▶ EXTRACTED TEXT
- Founder: Hilal Hilal
- Leaders: Jihad Barakat (Commander in Homs); Ra’ed al-Ghadban (Commander in Deir ez-Zor); Mohammed Khaddour (Commander in Al-Hasakah); Col. Salama Mohammed † (Commander in Tartus); Bassem Sudan (Commander in Latakia); Isam Nabhan Subai (Commander in Hama);
- Dates active: Summer 2012 – September 2018
- Headquarters: Aleppo
- Active regions: Syria Aleppo Governorate; Homs Governorate; Damascus Governorate; Latakia Governorate; Tartus Governorate; As-Suwayda Governorate; Hasakah Governorate; Deir ez-Zor Governorate;
- Ideology: Neo-Ba'athism Assadism
- Political position: Far-left^{[citation needed]}
- Size: 7,000 claimed (December 2013)
- Part of: Syrian Ba'ath Party
- Wars: the Syrian Civil War

= Ba'ath Brigades =

Volunteer militia made up of Syrian Ba'ath Party members

The Ba'ath Brigades (كتائب البعث), also known as the Ba'ath Battalions, were a volunteer militia made up of Syrian Ba'ath Party members, almost entirely of Sunni Muslims from Syria and many Arab countries, loyal to the Syrian Government of Bashar al-Assad.

== History ==
They were set up in Aleppo under the command of Hilal Hilal, the former Assistant Regional Secretary, after rebels took most of the eastern half of the city in the summer of 2012. Initially, the Ba'ath Brigades were used to guard government buildings and other key installations in Aleppo, but their role expanded as their strength grew from 5,000 members in November 2012 to 7,000 in December 2013. Units later formed in Latakia and Tartus. At the end of 2013, the Brigades began deploying in Damascus, tasked with manning checkpoints and conducting "light logistical operations". They spearheaded the assault on the Old City of Aleppo in early 2014.

The Ba'ath Battalions participated in lifting the three-year siege at Kuweires military airbase alongside the elite Cheetah Forces, and National Defence Forces.

▶ SUPPLIED MATERIAL
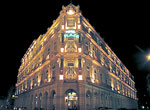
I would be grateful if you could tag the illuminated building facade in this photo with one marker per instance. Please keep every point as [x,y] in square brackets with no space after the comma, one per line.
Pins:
[71,66]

▶ EXERCISE 1
According to the Ba'ath Brigades article, when did the Brigades begin deploying in Damascus?
▶ EXERCISE 2
Rewrite the part of the Ba'ath Brigades article that opens with the words containing "The Ba'ath Brigades (كتائب" and closes with "of Bashar al-Assad.", changing "Arab countries" to "Middle Eastern countries".
The data aren't needed here.

▶ EXERCISE RESPONSE 1
At the end of 2013.

▶ EXERCISE RESPONSE 2
The Ba'ath Brigades (كتائب البعث), also known as the Ba'ath Battalions, were a volunteer militia made up of Syrian Ba'ath Party members, almost entirely of Sunni Muslims from Syria and many Middle Eastern countries, loyal to the Syrian Government of Bashar al-Assad.